Supplied text:
☆ ☆ ☆ ☆ ☆
= Bridgend Central =

Electoral ward in Bridgend County Borough, Wales

Bridgend Central (Canol Pen-y-bont) is an electoral ward in Bridgend County Borough, Wales. It covers part of the county town of Bridgend. The ward elects three councillors to Bridgend County Borough Council.

The ward was created following the recommendations of a 2019 local government boundary review, with the merger of the former county wards of Morfa and Newcastle.

According to the 2011 UK Census, the population of the Morfa ward was 4,692 and in the Newcastle ward it was 5,421. The boundary review predicted an electorate of 8,103.

==2022 local election==
Two of the three seats were won by Independents and the third by Labour's Stuart Baldwin. Independent Steve Bletsoe was already a Bridgend Town councillor and pledged to use his position to tackle the communal waste problem in the town.

Bridgend CBC election, 5 May 2022
| Party |  | Candidate | Votes | % | ±% |
|  | Independent | Tim Wood | 1,159 | 44.7 |
|  | Labour | Stuart Baldwin | 1,112 | 42.9 |
|  | Independent | Steven Bletsoe | 1,072 |  |
|  | Independent | Steven Easterbrook | 1,048 |  |
|  | Labour | Ceri Evans | 1,043 |  |
|  | Labour | David White | 980 |  |
|  | Conservative | Thomas Dwyer | 324 | 12.5 |
|  | Conservative | Alex Hughes-Howells | 310 |  |
|  | Conservative | Marco Pucella | 297 |  |

Only a few days after the election, Stuart Baldwin announced he was stepping away from politics and would not be taking up his seat. A by-election was required to fill the vacancy. Baldwin cited the increasinging toxicity of local politics and said he'd been attacked online, followed home after meetings and physically confronted for his views and his sexuality.

==2022 by-election==

A by election was arranged for 11 August 2022 to elect a replacement for Labour's Stuart Baldwin. It was won by independent candidate Steve Easterbrook with 716 votes, beating Labour's Ceri Evans by 126 votes.
☆ ☆ ☆ ☆ ☆
Complete the following:
• A. Reproduce the passage of the Bridgend Central text from "According to the" to "electorate of 8,103.".
• B. In the Bridgend Central text, how many votes did Steve Easterbrook receive when he won the 2022 by-election?
• C. Name every Labour candidate listed in the Bridgend Central text's results for the 5 May 2022 election.
☆ ☆ ☆ ☆ ☆
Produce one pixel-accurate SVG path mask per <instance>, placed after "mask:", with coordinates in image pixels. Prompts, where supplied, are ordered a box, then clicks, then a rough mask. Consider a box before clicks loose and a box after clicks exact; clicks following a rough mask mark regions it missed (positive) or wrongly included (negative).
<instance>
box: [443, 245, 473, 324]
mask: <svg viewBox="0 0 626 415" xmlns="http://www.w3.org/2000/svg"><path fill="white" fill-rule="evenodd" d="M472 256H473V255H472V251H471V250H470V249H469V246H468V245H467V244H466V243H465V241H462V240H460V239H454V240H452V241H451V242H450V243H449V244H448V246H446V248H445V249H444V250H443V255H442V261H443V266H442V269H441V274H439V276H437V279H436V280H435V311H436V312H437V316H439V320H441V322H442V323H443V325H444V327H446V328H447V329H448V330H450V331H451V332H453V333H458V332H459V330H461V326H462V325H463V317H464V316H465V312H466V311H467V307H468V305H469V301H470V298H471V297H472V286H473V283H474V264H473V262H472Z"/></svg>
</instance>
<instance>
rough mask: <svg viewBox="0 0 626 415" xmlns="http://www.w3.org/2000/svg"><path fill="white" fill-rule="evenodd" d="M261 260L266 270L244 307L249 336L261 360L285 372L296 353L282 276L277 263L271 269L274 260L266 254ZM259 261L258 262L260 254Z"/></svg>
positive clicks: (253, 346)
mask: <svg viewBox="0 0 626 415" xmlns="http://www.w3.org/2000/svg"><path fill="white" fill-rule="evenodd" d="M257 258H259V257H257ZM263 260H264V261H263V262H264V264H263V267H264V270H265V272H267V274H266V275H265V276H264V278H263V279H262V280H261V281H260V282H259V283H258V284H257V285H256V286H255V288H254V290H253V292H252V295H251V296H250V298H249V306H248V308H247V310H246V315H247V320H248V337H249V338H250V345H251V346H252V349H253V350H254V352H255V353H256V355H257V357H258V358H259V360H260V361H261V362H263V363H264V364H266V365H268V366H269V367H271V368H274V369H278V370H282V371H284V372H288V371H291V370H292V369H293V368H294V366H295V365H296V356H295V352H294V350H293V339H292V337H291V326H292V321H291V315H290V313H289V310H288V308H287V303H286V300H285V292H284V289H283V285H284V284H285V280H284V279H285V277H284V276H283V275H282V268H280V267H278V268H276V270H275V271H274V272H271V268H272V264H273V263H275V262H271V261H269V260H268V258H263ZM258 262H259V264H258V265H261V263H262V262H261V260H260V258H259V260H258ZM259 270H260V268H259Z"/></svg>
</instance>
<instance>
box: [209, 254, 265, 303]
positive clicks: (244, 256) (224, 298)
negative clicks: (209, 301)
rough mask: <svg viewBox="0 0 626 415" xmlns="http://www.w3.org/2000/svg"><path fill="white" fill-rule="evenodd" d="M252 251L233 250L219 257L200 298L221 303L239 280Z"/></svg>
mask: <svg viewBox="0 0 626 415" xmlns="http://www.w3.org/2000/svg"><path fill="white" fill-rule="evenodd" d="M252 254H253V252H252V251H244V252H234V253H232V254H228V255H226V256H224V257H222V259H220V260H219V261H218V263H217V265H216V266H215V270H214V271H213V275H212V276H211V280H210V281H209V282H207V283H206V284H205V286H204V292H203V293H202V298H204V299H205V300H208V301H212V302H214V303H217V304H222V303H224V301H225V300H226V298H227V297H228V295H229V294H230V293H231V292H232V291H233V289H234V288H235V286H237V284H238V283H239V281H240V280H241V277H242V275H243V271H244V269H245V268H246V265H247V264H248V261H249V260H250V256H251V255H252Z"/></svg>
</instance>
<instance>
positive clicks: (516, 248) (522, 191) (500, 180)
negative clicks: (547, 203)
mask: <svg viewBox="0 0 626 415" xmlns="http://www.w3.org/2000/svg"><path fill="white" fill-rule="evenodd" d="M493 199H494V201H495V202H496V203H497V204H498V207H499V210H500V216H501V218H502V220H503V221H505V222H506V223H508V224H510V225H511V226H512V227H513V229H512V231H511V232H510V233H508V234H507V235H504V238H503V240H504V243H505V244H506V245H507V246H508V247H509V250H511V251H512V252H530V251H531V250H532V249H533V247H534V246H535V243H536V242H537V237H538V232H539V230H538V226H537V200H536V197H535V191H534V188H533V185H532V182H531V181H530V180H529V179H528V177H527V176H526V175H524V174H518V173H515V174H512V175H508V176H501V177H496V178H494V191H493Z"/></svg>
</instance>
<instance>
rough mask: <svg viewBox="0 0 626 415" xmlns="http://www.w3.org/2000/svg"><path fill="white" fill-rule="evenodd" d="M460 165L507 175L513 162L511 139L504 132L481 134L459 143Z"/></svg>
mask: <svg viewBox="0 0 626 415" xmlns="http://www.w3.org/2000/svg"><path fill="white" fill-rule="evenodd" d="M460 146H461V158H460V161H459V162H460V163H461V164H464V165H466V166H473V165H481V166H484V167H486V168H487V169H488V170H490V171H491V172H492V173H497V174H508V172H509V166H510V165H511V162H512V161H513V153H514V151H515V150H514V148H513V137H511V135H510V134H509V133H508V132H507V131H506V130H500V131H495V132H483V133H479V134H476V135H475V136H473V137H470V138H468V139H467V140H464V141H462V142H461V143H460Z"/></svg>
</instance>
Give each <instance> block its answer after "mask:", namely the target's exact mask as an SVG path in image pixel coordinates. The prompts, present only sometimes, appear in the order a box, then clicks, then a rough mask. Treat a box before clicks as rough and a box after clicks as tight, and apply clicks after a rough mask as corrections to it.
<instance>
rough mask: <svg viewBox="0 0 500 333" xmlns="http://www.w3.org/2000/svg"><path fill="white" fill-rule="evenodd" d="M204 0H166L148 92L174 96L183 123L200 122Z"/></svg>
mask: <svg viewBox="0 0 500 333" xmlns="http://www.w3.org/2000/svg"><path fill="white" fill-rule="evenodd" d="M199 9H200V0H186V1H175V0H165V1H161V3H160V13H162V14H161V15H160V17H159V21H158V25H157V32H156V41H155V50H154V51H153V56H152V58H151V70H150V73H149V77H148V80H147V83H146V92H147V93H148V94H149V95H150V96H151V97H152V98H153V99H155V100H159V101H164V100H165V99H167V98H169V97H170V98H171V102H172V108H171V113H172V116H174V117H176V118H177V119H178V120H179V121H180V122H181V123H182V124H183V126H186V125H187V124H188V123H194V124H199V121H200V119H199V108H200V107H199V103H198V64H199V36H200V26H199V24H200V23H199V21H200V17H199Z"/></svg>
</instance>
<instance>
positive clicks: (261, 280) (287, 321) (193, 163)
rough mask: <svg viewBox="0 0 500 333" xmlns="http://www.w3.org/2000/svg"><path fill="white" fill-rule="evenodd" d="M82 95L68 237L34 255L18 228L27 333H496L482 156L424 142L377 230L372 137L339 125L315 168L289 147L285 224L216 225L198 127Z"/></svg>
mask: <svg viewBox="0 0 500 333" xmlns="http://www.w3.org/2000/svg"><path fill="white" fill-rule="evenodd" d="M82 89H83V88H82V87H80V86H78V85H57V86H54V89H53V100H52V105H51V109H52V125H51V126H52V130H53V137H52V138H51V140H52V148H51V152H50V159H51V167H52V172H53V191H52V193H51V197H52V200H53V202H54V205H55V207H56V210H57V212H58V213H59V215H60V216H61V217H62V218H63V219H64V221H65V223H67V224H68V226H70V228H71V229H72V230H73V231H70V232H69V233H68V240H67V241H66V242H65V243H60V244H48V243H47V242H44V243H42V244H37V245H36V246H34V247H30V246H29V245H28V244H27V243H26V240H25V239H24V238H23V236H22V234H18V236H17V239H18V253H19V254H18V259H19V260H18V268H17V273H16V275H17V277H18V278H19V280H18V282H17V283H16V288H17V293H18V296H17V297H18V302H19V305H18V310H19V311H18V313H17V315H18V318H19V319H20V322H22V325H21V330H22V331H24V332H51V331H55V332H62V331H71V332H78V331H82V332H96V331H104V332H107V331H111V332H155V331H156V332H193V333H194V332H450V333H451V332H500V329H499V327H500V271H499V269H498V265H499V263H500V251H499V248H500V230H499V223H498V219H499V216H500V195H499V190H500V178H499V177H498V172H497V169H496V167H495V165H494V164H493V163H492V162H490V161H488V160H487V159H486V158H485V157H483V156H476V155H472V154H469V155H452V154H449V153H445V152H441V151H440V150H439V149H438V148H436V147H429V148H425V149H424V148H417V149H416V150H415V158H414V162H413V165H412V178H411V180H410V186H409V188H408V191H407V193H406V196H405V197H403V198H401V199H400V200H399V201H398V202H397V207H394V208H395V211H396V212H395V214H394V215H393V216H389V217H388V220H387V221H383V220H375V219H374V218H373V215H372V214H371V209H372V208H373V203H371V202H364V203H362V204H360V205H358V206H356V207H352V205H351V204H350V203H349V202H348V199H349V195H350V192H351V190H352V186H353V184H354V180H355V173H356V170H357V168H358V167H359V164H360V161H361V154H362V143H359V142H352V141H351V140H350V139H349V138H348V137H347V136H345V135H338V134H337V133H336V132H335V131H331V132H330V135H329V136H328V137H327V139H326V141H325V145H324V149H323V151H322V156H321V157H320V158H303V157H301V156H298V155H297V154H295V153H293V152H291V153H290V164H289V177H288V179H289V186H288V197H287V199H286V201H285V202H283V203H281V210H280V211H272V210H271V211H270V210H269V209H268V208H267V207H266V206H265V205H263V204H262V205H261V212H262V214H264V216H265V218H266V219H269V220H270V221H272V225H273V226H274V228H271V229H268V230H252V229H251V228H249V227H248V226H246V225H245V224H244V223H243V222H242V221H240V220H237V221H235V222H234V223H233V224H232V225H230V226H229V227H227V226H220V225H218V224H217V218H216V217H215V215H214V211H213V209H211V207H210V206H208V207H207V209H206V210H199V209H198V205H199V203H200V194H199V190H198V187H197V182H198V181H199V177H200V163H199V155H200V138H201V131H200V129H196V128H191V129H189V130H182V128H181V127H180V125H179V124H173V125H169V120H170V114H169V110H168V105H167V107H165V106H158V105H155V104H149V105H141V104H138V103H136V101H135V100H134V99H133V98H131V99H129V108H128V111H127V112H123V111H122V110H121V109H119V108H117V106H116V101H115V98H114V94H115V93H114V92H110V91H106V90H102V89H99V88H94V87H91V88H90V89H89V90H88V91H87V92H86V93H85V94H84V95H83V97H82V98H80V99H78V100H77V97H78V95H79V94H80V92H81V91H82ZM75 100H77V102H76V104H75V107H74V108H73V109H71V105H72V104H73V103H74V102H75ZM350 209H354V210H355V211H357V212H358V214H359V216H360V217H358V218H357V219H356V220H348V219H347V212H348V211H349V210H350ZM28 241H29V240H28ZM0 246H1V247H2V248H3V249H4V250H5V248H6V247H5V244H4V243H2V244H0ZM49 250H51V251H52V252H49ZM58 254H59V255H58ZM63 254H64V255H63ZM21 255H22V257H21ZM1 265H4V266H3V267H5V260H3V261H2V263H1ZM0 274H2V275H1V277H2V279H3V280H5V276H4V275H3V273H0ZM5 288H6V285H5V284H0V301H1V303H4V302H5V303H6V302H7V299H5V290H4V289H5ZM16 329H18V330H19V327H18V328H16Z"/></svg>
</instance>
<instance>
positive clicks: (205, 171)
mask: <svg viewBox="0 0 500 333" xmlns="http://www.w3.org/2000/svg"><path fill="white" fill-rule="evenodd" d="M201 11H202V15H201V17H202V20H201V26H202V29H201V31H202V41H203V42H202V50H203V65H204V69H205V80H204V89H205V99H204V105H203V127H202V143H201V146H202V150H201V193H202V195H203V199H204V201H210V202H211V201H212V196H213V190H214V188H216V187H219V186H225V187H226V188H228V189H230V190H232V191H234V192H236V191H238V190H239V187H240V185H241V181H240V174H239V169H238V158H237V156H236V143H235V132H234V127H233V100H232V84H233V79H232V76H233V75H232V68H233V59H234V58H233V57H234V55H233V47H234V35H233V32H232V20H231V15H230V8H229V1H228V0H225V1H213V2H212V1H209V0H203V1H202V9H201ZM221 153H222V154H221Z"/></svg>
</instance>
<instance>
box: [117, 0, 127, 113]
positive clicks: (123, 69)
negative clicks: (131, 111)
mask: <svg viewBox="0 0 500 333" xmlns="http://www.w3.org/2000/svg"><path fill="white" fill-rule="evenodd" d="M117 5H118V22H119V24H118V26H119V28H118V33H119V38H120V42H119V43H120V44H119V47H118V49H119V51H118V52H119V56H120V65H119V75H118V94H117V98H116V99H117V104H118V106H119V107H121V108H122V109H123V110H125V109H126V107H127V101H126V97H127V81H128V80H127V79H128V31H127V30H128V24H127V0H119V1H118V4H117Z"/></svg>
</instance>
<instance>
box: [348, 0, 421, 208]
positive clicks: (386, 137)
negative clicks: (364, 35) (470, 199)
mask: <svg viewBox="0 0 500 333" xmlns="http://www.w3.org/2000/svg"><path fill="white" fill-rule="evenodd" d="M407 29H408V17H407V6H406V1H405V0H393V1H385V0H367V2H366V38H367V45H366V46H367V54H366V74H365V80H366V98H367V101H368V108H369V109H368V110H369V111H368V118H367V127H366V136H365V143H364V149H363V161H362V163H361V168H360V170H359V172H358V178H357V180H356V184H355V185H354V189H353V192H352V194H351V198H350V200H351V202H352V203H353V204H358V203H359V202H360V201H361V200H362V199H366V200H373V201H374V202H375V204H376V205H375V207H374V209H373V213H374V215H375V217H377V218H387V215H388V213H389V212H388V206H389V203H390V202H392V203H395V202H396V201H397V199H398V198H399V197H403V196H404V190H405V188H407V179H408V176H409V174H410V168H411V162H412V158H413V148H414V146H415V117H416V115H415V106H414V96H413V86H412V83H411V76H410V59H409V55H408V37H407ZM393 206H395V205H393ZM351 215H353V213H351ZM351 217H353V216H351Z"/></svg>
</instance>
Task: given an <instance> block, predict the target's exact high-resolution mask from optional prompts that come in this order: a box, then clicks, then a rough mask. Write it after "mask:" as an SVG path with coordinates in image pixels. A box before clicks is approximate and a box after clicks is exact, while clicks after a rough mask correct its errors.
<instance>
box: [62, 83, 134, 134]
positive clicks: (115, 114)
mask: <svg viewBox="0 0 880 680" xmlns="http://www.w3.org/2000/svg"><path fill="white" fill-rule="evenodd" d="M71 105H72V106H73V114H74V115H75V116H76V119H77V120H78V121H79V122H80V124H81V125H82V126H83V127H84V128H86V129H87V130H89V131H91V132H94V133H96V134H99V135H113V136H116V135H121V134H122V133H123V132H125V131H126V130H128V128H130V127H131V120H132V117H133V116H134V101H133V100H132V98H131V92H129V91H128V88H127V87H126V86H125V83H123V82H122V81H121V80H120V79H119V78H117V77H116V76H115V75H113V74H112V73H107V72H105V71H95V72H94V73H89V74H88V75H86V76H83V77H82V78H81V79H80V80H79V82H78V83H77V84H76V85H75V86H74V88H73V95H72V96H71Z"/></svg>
☆ ☆ ☆ ☆ ☆
Responses by task:
• A.
According to the 2011 UK Census, the population of the Morfa ward was 4,692 and in the Newcastle ward it was 5,421. The boundary review predicted an electorate of 8,103.

• B. 716 votes.

• C. Stuart Baldwin, Ceri Evans, David White